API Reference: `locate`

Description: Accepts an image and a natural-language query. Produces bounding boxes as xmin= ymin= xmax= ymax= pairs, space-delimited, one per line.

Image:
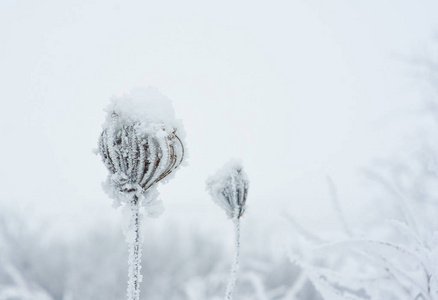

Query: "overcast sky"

xmin=1 ymin=0 xmax=438 ymax=234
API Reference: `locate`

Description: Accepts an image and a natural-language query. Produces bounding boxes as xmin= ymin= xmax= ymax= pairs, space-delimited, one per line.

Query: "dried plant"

xmin=206 ymin=160 xmax=249 ymax=300
xmin=97 ymin=88 xmax=185 ymax=300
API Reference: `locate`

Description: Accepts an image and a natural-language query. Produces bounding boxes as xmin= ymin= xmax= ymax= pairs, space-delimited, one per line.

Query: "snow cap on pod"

========

Transcribe all of the lines above exactly as given. The pictures stay out.

API Reference: `locate`

Description: Accepts an image and a natural-language query. Produces bounding boxes as xmin= ymin= xmax= ymax= pairs, space-delimited, one per line.

Image:

Query: "overcast sky"

xmin=1 ymin=0 xmax=438 ymax=234
API Reference: `locate`

Description: Accepts an image and a natural-language query. Produces bounding boxes as xmin= ymin= xmax= ymax= pairs, space-delimited, one per line.

Query: "dried plant"

xmin=206 ymin=160 xmax=249 ymax=300
xmin=97 ymin=88 xmax=185 ymax=300
API Reference: `locate`

Description: Accepts an image and a natural-language query. Produces bounding boxes as xmin= ymin= xmax= ymax= pairs, space-delimited, one per line.

Query: "snow cap on pod"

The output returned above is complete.